A MENINA QUE PINTOU A VERDADE
Em agosto passado, andámos por castelos, catedrais e abadias de Inglaterra.
Depois de Iorque, com ‘a maior catedral de estilo gótico do norte da Europa’ - o arcebispo é o segundo na hierarquia da Igreja Inglesa, logo após o ‘primaz’, de Cantuária - parámos em Durham, diocese desde o século X.
A catedral começou a ser construída em 1093 e a UNESCO, em 1986, classificou-a ‘Património da Humanidade’ como “o maior e mais perfeito monumento do estilo normando em Inglaterra”.
Iniciámos a visita pelo túmulo do Venerável Beda (673 -735), Pai da História Inglesa, que o Papa Leão XIII declarou Doutor da Igreja.

Requisitos do exercício
No texto sobre a catedral de Durham, em que ano a UNESCO a classificou como Património da Humanidade? Responda, por favor, numa frase.

Excertos do conjunto de dados de anotação de locais:

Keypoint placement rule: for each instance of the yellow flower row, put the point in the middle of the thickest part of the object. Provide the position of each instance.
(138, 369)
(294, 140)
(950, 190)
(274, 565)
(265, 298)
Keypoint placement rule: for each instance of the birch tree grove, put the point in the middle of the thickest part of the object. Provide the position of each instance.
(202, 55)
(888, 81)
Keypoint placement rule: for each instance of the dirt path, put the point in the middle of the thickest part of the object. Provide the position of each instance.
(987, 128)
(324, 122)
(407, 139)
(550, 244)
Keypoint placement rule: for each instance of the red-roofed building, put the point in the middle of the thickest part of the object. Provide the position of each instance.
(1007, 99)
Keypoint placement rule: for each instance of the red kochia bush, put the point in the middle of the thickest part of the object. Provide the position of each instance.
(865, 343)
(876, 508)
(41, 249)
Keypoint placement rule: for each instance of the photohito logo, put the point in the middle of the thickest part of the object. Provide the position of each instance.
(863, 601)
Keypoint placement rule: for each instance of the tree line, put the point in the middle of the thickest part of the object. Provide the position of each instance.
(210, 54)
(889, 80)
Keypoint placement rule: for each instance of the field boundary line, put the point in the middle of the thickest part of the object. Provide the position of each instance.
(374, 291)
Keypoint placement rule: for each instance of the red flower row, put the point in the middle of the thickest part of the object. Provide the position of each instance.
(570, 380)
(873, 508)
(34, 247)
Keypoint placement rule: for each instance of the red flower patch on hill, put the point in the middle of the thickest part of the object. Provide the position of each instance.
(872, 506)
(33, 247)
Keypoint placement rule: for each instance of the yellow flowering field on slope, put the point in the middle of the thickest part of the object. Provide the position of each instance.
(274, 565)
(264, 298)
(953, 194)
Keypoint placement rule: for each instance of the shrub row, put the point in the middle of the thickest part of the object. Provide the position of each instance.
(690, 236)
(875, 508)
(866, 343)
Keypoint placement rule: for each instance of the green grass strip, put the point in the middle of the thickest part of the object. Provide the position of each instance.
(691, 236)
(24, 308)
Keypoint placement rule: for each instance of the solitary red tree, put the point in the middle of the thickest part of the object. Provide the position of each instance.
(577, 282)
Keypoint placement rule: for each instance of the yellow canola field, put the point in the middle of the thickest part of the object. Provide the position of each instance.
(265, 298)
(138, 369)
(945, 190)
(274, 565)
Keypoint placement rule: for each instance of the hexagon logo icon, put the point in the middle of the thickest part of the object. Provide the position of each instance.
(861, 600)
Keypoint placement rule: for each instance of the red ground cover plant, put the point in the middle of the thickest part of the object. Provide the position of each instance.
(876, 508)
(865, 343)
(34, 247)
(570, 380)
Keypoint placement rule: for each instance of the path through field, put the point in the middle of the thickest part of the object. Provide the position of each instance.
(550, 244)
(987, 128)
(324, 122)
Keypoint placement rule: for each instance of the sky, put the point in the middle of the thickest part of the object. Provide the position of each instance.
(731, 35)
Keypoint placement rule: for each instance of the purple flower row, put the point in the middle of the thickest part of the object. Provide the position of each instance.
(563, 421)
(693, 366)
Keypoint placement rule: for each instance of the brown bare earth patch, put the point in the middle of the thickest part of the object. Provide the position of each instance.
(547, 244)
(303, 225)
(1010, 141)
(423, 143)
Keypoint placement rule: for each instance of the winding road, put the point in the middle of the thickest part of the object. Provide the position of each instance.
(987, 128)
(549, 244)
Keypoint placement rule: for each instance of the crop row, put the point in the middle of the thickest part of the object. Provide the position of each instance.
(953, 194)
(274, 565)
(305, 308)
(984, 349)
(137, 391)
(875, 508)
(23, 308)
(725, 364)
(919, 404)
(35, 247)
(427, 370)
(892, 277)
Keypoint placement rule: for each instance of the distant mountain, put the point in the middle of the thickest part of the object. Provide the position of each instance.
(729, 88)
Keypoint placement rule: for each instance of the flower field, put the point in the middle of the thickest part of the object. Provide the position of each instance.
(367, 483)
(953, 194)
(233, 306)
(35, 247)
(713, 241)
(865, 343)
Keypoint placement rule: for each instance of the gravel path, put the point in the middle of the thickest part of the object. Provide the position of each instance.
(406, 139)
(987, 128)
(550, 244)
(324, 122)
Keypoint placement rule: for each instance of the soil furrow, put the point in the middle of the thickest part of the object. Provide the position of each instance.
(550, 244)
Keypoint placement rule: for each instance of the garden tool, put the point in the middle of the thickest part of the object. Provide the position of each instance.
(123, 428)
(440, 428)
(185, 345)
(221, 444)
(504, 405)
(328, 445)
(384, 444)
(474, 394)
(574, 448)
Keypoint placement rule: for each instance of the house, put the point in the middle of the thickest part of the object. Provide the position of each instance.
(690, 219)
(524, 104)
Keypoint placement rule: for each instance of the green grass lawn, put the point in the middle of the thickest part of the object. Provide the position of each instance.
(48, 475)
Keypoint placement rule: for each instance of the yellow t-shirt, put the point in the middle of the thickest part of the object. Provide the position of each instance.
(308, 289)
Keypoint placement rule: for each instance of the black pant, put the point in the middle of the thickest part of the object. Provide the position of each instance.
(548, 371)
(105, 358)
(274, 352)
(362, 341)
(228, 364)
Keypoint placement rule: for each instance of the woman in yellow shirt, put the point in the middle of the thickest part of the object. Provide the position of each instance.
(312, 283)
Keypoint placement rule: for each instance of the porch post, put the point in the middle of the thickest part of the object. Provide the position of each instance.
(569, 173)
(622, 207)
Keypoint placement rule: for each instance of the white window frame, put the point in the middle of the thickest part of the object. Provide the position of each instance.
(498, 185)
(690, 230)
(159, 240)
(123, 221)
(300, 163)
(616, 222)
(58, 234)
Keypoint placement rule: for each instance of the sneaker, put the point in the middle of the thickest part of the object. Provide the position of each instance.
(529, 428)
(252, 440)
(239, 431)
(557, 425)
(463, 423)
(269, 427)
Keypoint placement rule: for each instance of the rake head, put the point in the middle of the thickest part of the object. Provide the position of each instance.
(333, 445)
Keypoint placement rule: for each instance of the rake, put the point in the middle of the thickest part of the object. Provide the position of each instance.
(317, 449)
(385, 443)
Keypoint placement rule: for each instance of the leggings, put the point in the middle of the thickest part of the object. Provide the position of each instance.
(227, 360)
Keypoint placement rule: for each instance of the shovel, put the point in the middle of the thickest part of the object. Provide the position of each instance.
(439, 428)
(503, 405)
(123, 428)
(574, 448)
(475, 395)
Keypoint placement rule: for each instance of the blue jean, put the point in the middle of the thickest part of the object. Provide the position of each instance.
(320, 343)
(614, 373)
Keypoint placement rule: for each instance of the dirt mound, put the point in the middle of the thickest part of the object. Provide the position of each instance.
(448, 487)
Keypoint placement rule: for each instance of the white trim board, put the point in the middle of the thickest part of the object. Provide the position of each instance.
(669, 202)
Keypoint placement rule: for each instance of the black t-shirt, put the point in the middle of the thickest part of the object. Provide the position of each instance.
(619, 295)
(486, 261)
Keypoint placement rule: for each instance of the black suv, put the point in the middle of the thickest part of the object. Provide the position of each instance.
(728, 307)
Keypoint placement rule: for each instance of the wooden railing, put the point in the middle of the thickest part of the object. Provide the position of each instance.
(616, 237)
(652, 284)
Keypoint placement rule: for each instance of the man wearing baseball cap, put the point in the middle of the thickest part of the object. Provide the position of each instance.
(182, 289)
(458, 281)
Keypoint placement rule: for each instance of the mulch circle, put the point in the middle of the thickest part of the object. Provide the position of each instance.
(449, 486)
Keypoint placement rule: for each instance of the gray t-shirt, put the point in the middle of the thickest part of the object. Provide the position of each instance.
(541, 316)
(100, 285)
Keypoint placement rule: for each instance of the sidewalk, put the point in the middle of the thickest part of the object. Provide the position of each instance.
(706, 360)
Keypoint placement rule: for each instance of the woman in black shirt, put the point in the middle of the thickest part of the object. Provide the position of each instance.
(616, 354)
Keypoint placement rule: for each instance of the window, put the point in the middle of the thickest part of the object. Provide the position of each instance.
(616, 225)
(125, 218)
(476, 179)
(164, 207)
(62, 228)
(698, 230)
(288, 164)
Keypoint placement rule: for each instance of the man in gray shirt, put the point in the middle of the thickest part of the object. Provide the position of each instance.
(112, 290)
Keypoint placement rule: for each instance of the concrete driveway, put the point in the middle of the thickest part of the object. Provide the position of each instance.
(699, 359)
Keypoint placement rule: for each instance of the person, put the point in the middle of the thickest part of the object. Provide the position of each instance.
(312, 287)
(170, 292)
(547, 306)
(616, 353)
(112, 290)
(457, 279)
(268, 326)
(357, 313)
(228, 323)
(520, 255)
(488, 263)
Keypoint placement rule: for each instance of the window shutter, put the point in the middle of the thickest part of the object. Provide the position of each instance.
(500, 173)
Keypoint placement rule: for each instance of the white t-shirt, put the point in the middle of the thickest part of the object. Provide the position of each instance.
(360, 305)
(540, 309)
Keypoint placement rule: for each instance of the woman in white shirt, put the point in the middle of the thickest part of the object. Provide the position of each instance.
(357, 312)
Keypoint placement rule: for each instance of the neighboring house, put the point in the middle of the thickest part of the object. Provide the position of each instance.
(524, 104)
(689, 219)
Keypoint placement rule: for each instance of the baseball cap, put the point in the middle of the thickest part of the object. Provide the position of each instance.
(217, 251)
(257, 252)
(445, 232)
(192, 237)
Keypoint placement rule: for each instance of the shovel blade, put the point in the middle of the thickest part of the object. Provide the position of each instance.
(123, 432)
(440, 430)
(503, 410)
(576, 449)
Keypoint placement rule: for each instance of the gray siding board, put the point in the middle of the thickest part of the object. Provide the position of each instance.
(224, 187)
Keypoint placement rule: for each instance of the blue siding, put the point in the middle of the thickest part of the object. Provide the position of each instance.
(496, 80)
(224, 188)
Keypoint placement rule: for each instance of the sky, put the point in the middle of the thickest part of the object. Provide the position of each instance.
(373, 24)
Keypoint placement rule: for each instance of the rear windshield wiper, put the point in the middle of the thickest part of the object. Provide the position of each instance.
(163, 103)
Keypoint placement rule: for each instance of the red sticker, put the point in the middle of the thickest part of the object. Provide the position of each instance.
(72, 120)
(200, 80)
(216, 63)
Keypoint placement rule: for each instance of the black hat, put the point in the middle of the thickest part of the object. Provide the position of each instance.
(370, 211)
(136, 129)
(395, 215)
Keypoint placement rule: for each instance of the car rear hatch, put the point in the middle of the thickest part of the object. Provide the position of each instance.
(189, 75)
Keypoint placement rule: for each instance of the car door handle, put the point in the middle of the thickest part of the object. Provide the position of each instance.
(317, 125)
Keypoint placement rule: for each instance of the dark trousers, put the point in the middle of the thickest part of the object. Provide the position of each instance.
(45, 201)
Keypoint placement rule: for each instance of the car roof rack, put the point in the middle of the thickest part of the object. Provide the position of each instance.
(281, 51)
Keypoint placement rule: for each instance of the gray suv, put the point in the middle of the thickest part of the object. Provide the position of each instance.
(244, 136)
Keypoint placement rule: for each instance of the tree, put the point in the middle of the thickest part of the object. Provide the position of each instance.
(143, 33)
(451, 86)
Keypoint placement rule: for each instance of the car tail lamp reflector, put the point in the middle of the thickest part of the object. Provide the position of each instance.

Resposta
A UNESCO classificou a catedral de Durham como Património da Humanidade em 1986.